▶ [What is required]: Read the data, and whenever a line holds the word "objects", report that line.

──────── Recorded data ────────

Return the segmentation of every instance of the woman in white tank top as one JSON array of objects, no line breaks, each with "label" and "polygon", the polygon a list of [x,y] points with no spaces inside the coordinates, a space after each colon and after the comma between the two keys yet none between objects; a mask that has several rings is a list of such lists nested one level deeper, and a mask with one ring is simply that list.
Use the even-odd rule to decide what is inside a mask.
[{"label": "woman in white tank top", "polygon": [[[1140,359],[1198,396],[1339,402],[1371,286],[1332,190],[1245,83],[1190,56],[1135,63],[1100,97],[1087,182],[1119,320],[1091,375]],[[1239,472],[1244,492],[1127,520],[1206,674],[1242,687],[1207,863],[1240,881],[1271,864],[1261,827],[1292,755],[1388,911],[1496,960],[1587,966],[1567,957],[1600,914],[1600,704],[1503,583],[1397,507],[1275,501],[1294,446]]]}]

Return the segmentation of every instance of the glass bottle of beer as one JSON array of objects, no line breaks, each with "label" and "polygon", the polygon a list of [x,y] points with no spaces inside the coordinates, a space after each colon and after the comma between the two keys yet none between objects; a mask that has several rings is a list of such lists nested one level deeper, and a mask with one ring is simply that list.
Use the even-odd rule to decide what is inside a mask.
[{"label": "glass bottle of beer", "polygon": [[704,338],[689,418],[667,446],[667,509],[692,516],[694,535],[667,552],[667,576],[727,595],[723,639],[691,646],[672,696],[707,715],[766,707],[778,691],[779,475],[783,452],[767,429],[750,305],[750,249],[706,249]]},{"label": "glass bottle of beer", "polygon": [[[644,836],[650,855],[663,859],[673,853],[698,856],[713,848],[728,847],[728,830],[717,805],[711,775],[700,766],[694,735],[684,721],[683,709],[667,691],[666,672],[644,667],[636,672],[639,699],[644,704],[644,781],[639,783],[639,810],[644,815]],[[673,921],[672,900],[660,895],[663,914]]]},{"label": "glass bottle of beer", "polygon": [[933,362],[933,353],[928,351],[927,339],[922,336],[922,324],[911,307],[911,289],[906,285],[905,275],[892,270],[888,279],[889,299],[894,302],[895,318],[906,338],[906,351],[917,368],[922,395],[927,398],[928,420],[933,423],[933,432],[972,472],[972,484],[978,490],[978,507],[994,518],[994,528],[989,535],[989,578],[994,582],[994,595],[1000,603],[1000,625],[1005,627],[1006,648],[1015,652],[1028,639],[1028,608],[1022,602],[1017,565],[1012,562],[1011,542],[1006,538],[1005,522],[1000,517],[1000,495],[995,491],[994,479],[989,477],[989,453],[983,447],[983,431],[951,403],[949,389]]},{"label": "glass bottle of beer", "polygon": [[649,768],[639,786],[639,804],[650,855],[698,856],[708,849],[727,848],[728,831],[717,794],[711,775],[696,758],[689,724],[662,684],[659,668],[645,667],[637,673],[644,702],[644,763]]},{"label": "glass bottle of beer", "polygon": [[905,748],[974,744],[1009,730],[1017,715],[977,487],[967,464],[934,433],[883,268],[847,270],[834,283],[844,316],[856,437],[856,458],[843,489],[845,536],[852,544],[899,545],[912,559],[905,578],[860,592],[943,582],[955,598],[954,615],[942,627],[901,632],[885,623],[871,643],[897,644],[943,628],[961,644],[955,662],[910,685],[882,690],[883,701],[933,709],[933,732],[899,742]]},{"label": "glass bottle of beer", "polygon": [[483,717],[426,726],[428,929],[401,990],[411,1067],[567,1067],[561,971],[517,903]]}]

────────

▶ [Answer area]:
Return the segmentation of every instance of the woman in white tank top as one JSON array of objects, no line breaks, each with "label" and "polygon", the polygon a list of [x,y] points with no spaces inside the coordinates, a space after each colon and after the comma between the two keys yet none between objects; a mask that has several rings is a list of such lists nested one level deeper, and a mask with one ring is simply that list.
Return the segmentation of every instance of the glass bottle of beer as one JSON array of objects, no line breaks, each with "label" and "polygon", the polygon a list of [x,y] points with no spaces inside the coordinates, a space after each colon and after the comma between the two keys yet none between objects; a mask that has several rings is a list of such lists nested one level deeper, and a mask with one ring is simply that list.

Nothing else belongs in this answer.